* [DO THIS] Check each statement against the article on the To the Moon World Tour. Answer yes or no, and quote the words that decide it: 1. The tour was Kid Cudi's first arena tour. 2. Don Toliver opened shows on the North American leg. 3. The tour concluded in Milan.

* [EXTRACT]
● ● ● ● ●

To the Moon World Tour
- Location: Asia; Europe; North America;
- Associated album: Man on the Moon III: The Chosen
- Start date: August 16, 2022
- End date: November 22, 2022
- Legs: 3
- No. of shows: 26
- Supporting acts: Denzel Curry; 070 Shake; Strick; JP the Wavy; Monjola; Knucks;
- Website: www.kidcudi.com/tour

Kid Cudi concert chronology
- Passion, Pain & Demon Slayin' Tour (2017) ; To the Moon World Tour (2022); ;

= To the Moon World Tour =

2022 concert tour by Kid Cudi

The To the Moon World Tour was the fifth concert tour by American rapper Kid Cudi. The excursion, which was his first tour in five years, also served as his first arena tour. The tour began in Portland on August 18, 2022 and concluded in Milan on November 22, 2022. The tour dates included 26 cities, on three continents.

==Background==
On December 11, 2020, Kid Cudi released his seventh solo album, the long awaited Man on the Moon III: The Chosen. On September 25, 2021, Cudi revealed he was preparing for an upcoming concert tour in promotion for Man on the Moon III, when he wrote on Twitter that he's "been bookin venues for months." Cudi ultimately announced his first arena tour in June 2022, with To the Moon World Tour. On July 4, 2022, Kid Cudi took to Twitter to announce the release of his first "best-of" album, along with the reissue of his debut mixtape A Kid Named Cudi on July 15 to digital streaming platforms (DSP). He revealed the compilation, titled The Boy Who Flew to the Moon, Vol. 1, would be released on July 8. Following the release of both projects, Cudi revealed on Twitter he would be performing songs from his debut mixtape, as well as "Love", the bonus track from his greatest hits compilation. American musicians Don Toliver, Denzel Curry, 070 Shake, and Strick, were scheduled as the opening acts for the North American leg, however, on August 12, Toliver announced he would not be able to fulfill his duties on the tour due to "production/logistical issues."

● ● ● ● ●

* [GIVEN RECORDS]

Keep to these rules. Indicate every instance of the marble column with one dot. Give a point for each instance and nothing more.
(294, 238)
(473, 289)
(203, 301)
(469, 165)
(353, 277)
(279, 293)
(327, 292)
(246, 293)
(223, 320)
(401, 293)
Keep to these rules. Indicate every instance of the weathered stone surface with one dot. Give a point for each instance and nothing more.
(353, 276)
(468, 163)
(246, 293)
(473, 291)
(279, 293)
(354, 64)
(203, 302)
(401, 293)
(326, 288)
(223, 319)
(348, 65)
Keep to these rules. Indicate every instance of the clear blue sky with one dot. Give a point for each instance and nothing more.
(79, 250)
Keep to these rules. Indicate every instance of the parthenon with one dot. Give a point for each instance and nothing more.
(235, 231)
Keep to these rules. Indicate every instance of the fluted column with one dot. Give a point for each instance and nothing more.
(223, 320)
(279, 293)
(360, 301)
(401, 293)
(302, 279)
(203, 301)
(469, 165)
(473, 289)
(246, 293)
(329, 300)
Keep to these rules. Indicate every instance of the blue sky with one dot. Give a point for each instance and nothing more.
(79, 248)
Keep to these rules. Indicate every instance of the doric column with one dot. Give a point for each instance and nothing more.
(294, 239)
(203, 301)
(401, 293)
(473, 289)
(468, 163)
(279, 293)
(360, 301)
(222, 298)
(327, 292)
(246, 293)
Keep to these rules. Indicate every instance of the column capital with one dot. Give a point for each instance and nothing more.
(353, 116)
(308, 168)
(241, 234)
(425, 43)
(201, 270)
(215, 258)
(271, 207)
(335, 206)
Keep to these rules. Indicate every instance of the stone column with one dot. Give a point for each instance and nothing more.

● ● ● ● ●

* [THE RESPONSE]
1. Yes: "also served as his first arena tour."
2. No: "Toliver announced he would not be able to fulfill his duties on the tour."
3. Yes: "concluded in Milan on November 22, 2022."